▸ **EXCERPTED PASSAGE**
....

SECURITIES AND EXCHANGE COMMISSION

Washington, D.C.  20549

 

FORM 8-K

 

CURRENT REPORT

 

PURSUANT TO SECTION 13 OR 15(d) OF THE

SECURITIES EXCHANGE ACT OF 1934

 

DATE OF REPORT (DATE OF EARLIEST EVENT REPORTED): April 13, 2012

 

TGC INDUSTRIES, INC.

(Exact name of registrant as specified in its charter)

 

Texas

 

001-32472

 

74-2095844

(State of incorporation)

 

(Commission File No.)

 

(IRS Employer Identification No.)

 

101 E. Park Blvd., Suite 955

Plano, TX  75074

(Address of principal executive offices) (Zip Code)

 

Registrant’s telephone number, including area code:  (972) 881-1099

 

Check the appropriate box below if the Form 8-K filing is intended to simultaneously satisfy the filing obligation of the registrant under any of the following provisions (see General Instruction A.2. below):

 

o            Written communications pursuant to Rule 425 under the Securities Act (17 CFR 230.425)

 

o            Soliciting material pursuant to Rule 14a-12 under the Exchange Act (17 CFR 240.14a-12)

 

o            Pre-commencement communications pursuant to Rule 14d-2(b) under the Exchange Act (17 CFR 240.14d-2(b))

....

▸ **ENTRIES PROVIDED**
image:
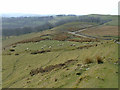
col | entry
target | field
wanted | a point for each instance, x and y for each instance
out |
(56, 58)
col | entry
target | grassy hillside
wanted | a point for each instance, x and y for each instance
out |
(62, 57)
(83, 71)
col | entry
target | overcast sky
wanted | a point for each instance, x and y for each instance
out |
(80, 7)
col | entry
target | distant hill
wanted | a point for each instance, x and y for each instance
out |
(24, 25)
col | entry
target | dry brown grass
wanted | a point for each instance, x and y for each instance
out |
(102, 31)
(61, 36)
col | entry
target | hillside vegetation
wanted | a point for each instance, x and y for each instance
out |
(74, 54)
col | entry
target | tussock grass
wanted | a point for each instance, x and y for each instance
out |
(88, 61)
(99, 60)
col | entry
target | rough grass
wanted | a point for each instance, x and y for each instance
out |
(102, 31)
(16, 68)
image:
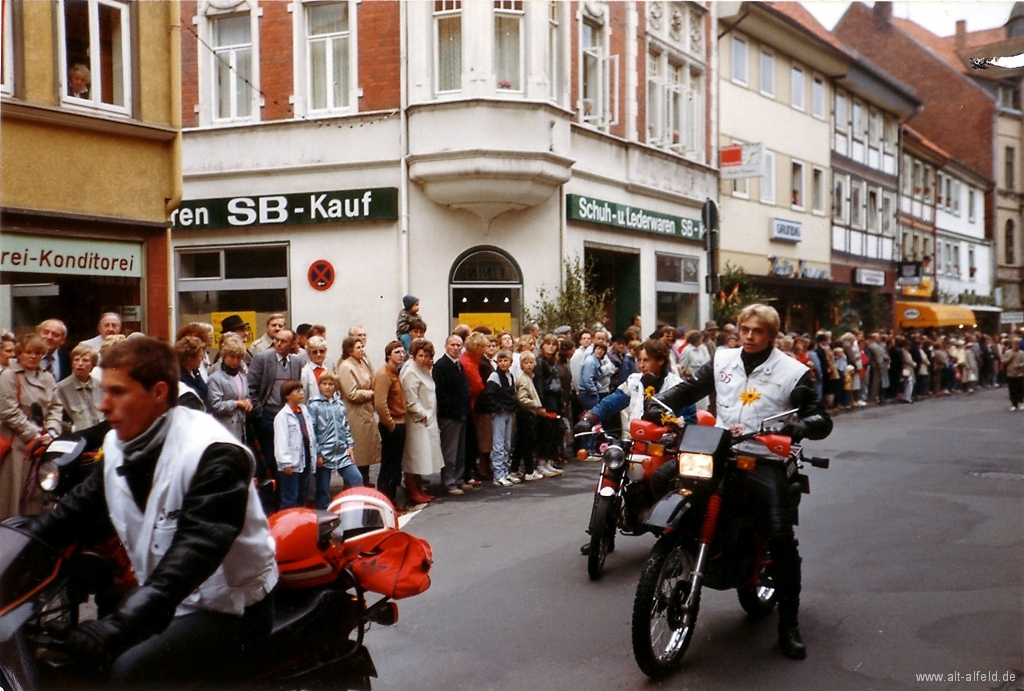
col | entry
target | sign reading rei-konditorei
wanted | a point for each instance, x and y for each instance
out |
(344, 206)
(591, 210)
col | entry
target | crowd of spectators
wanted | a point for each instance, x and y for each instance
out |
(482, 407)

....

Proceed with the TGC Industries Form 8-K filing, starting right after its last line. The data has no connection to the TGC Industries Form 8-K filing.

o            Pre-commencement communications pursuant to Rule 13e-4(c) under the Exchange Act (17 CFR 240.13e-4(c))

 

 

 



 

Item 5.02.                                        Departure of Directors and Certain Officers; Election of Directors; Appointment of Certain Officers; Compensatory Arrangements of Certain Officers.

 

On April 13, 2012, TGC Industries, Inc. (“TGC”) entered into an employment contract (the “Employment Contract”) with its President and Chief Executive Officer, Wayne A. Whitener.  The term of the Employment Contract is effective from March 1, 2012 to February 28, 2015, with the option to renew for successive one-year terms.  Under the Employment Contract, Mr. Whitener will receive: (1) a minimum base salary of $350,000 per year; and (2) an annual performance bonus of up to 100% of his annual base salary then in effect if approved by the Board of Directors.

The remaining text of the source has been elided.